[Excerpts from labeled region data]
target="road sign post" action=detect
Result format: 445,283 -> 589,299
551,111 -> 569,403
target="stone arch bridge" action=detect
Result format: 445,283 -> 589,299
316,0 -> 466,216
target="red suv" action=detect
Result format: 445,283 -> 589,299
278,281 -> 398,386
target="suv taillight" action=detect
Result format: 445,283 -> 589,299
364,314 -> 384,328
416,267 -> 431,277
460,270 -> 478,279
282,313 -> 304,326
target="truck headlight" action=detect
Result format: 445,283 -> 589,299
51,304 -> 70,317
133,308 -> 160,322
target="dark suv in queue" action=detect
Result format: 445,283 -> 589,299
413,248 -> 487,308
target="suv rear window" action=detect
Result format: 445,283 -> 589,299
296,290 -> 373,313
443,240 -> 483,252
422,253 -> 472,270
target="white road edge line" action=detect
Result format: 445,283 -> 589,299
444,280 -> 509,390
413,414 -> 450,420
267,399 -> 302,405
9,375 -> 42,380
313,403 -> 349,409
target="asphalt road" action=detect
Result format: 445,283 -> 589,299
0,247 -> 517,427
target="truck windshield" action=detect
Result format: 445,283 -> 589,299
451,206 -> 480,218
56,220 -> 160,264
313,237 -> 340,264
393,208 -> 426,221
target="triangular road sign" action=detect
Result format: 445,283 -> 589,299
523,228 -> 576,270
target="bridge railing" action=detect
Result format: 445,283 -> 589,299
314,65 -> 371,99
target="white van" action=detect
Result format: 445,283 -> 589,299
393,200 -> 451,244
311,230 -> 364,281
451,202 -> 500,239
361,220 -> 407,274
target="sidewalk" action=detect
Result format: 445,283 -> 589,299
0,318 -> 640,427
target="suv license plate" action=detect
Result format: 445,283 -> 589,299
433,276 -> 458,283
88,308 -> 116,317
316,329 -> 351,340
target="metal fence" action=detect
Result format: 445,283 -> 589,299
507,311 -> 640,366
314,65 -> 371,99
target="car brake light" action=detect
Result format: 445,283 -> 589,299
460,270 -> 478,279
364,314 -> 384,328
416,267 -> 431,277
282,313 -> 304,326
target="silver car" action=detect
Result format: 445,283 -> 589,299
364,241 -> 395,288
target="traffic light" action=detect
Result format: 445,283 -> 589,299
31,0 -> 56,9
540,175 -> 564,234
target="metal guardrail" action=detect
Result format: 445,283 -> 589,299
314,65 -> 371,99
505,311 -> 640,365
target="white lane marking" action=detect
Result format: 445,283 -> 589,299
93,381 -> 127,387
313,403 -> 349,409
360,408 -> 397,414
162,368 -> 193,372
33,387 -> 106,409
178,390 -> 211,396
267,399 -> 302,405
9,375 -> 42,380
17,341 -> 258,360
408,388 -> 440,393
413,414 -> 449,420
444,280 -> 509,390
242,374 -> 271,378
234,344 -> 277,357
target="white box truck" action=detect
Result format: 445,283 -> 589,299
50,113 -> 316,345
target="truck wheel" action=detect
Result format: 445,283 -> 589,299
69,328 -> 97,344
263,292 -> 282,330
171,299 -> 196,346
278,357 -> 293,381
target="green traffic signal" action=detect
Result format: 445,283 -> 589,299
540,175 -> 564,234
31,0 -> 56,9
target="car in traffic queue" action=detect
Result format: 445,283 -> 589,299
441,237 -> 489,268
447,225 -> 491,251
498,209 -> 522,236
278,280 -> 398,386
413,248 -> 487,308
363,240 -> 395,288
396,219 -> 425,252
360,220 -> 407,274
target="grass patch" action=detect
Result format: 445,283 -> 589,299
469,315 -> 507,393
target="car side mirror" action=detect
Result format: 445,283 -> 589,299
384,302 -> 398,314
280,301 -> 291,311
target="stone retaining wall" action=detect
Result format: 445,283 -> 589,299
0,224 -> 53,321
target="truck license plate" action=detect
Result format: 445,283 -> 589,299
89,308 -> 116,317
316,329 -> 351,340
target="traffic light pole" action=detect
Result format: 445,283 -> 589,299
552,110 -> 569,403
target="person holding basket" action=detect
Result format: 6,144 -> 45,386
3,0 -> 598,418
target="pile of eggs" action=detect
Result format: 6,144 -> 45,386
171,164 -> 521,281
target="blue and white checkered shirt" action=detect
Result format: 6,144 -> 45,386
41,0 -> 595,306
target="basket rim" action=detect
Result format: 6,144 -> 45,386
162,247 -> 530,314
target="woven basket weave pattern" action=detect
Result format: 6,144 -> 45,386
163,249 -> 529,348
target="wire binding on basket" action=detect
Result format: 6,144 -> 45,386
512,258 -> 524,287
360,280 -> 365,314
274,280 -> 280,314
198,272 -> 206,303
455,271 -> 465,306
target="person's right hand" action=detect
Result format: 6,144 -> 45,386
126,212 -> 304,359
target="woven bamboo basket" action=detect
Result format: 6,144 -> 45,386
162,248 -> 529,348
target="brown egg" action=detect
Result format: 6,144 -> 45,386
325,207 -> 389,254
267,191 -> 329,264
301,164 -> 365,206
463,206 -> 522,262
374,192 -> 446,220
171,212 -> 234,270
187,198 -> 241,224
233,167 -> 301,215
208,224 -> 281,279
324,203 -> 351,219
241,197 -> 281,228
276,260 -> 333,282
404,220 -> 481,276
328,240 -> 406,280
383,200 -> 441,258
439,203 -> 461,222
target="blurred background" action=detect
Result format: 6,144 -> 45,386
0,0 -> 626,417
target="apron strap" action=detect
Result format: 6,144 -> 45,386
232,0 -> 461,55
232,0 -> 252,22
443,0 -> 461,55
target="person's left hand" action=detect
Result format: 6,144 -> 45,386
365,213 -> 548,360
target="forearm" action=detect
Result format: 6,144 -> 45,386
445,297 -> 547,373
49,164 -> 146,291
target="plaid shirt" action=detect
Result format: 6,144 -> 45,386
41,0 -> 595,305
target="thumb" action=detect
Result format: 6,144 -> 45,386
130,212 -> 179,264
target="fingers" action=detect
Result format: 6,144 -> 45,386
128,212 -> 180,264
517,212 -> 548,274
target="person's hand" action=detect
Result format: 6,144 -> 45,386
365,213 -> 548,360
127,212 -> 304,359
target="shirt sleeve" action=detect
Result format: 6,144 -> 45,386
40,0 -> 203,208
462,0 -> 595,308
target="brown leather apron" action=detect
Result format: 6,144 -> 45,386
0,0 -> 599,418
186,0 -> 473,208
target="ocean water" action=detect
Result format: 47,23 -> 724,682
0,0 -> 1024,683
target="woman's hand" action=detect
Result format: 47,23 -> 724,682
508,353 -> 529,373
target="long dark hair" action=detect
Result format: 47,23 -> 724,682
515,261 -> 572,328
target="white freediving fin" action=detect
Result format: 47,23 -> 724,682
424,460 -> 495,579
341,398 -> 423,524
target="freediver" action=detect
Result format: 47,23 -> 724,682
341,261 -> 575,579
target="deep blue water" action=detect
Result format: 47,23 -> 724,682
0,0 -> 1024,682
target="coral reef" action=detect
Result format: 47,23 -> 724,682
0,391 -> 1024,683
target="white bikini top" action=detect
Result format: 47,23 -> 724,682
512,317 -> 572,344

What you have to do: Duplicate the listing above, reproducing every line without any change.

Exercise answer:
target="road sign post" action=detect
Result format: 445,283 -> 589,299
551,111 -> 569,403
target="stone arch bridge" action=detect
Result format: 445,283 -> 589,299
316,0 -> 466,216
target="red suv" action=detect
Result format: 445,283 -> 589,299
278,281 -> 398,386
target="suv taillight" action=detect
Result format: 445,283 -> 589,299
364,314 -> 384,328
416,267 -> 431,277
460,270 -> 478,279
282,313 -> 304,326
target="truck headlight" action=detect
Result format: 445,283 -> 589,299
51,304 -> 70,317
133,308 -> 160,322
target="dark suv in queue" action=detect
Result format: 445,283 -> 589,299
413,248 -> 487,308
target="suv rear window" action=detect
Result format: 445,283 -> 589,299
296,290 -> 373,313
443,240 -> 483,252
422,253 -> 472,270
target="white road edge line" action=detect
Result format: 445,283 -> 589,299
444,280 -> 509,390
413,414 -> 450,420
267,399 -> 302,405
9,375 -> 42,380
313,403 -> 349,409
target="asphalt road" action=detect
Result format: 445,283 -> 589,299
0,247 -> 517,427
target="truck windshield" action=detect
Result format: 445,283 -> 589,299
451,206 -> 480,218
56,220 -> 160,264
313,237 -> 340,264
393,208 -> 426,221
target="triangular road sign" action=detect
Result format: 445,283 -> 589,299
523,228 -> 576,270
target="bridge railing" action=detect
Result format: 445,283 -> 589,299
314,65 -> 371,99
target="white van" action=detect
Result format: 445,283 -> 589,299
393,200 -> 451,244
311,230 -> 364,281
451,202 -> 500,239
361,220 -> 407,274
target="sidewalk" action=detect
Result format: 445,283 -> 589,299
0,318 -> 640,427
target="suv license plate" action=detect
Result format: 445,283 -> 589,299
433,276 -> 458,283
88,308 -> 116,317
316,329 -> 351,340
target="metal fence" action=detect
Result format: 445,283 -> 589,299
507,311 -> 640,366
314,65 -> 371,99
target="car brake light" action=detect
Result format: 445,283 -> 589,299
460,270 -> 478,279
364,314 -> 384,328
416,267 -> 431,277
282,313 -> 304,326
target="silver car" action=detect
Result format: 445,283 -> 589,299
364,241 -> 395,288
target="traffic light" action=detect
Result format: 445,283 -> 589,299
31,0 -> 56,9
540,175 -> 564,234
target="metal guardrail" action=detect
Result format: 445,283 -> 589,299
314,65 -> 371,99
505,311 -> 640,365
target="white lane marking" action=detect
Result format: 445,283 -> 589,299
93,381 -> 127,387
313,403 -> 349,409
360,408 -> 397,414
162,368 -> 193,372
33,387 -> 106,409
178,390 -> 211,396
267,399 -> 302,405
9,375 -> 42,380
17,341 -> 258,360
408,388 -> 440,393
413,414 -> 449,420
444,280 -> 509,390
242,374 -> 271,378
234,344 -> 277,357
target="white box truck" action=detect
Result format: 445,283 -> 589,299
50,113 -> 316,345
target="truck wheel" action=detect
Result format: 445,283 -> 589,299
69,328 -> 97,344
263,292 -> 282,330
171,299 -> 196,346
278,357 -> 293,381
target="green traffic signal" action=detect
Result format: 445,283 -> 589,299
540,175 -> 564,234
31,0 -> 56,9
target="car in traffic queue" action=detect
Result format: 445,283 -> 589,299
441,237 -> 489,268
447,225 -> 491,251
498,209 -> 522,236
278,280 -> 398,386
413,248 -> 487,308
363,240 -> 395,288
396,219 -> 425,252
360,220 -> 407,274
target="grass patch" action=detect
Result format: 445,283 -> 589,299
469,315 -> 507,393
target="car side mirror" action=detect
Result format: 445,283 -> 589,299
384,302 -> 398,314
280,301 -> 291,311
target="stone retaining wall" action=detect
Result format: 445,283 -> 589,299
0,224 -> 53,321
target="truck license plate" action=detect
Result format: 445,283 -> 589,299
89,308 -> 116,317
316,329 -> 351,340
target="traffic light pole" action=detect
Result format: 445,283 -> 589,299
552,110 -> 569,403
target="person holding basket" action=detect
Result format: 6,144 -> 45,386
3,0 -> 598,418
target="pile of eggs" action=detect
Result format: 6,144 -> 45,386
171,164 -> 521,281
target="blue and white checkered shirt" action=detect
Result format: 6,144 -> 45,386
41,0 -> 595,306
target="basket rim" action=detect
Result format: 6,144 -> 45,386
162,247 -> 530,314
target="woven basket weave pattern" action=detect
Result format: 6,144 -> 45,386
163,249 -> 529,348
target="wire binding on basket" action=detect
Result format: 6,144 -> 45,386
512,258 -> 524,287
360,280 -> 365,314
274,280 -> 280,314
198,272 -> 206,303
455,271 -> 465,306
target="person's right hand" action=detect
Result format: 6,144 -> 45,386
126,212 -> 304,359
target="woven bamboo basket" action=detect
Result format: 6,144 -> 45,386
162,248 -> 529,348
target="brown egg" action=detect
Result format: 6,144 -> 45,386
325,207 -> 389,254
267,191 -> 329,264
301,164 -> 365,206
463,206 -> 522,262
374,192 -> 446,220
171,212 -> 234,270
187,198 -> 241,224
233,167 -> 301,215
208,224 -> 281,279
324,203 -> 351,219
241,197 -> 281,228
276,260 -> 333,282
404,220 -> 481,276
328,240 -> 406,280
383,200 -> 441,258
439,203 -> 461,222
target="blurred background" action=detect
Result format: 6,144 -> 45,386
0,0 -> 626,417
target="apron strap" action=detect
Result format: 6,144 -> 45,386
232,0 -> 461,55
232,0 -> 252,22
443,0 -> 461,55
target="person's left hand" action=detect
Result format: 6,144 -> 45,386
365,213 -> 548,360
target="forearm" action=detect
Result format: 6,144 -> 45,386
445,297 -> 547,373
49,164 -> 146,291
target="plaid shirt" action=detect
Result format: 6,144 -> 45,386
41,0 -> 595,305
target="thumb" action=detect
Result format: 6,144 -> 45,386
130,212 -> 179,264
target="fingers" action=detect
Result format: 6,144 -> 45,386
128,212 -> 180,264
517,212 -> 548,274
target="person's hand" action=detect
Result format: 6,144 -> 45,386
365,213 -> 548,360
127,212 -> 304,359
target="shirt sleeve" action=detect
Result format: 6,144 -> 45,386
40,0 -> 203,208
462,0 -> 595,308
target="brown leather apron" action=detect
Result format: 6,144 -> 45,386
0,0 -> 599,418
186,0 -> 473,208
target="ocean water" action=detect
Result format: 47,23 -> 724,682
0,0 -> 1024,683
target="woman's hand" action=detect
Result format: 47,23 -> 724,682
508,353 -> 529,373
target="long dark hair" action=detect
Result format: 47,23 -> 724,682
515,261 -> 572,328
target="white freediving fin" action=detect
Result format: 47,23 -> 724,682
424,460 -> 495,579
341,398 -> 423,524
target="freediver" action=detect
Result format: 47,23 -> 724,682
341,261 -> 575,579
target="deep blue water" action=detect
Result format: 47,23 -> 724,682
0,0 -> 1024,682
target="coral reef" action=detect
Result format: 47,23 -> 724,682
0,391 -> 1024,683
target="white bikini top" action=detect
Result format: 47,23 -> 724,682
512,317 -> 572,344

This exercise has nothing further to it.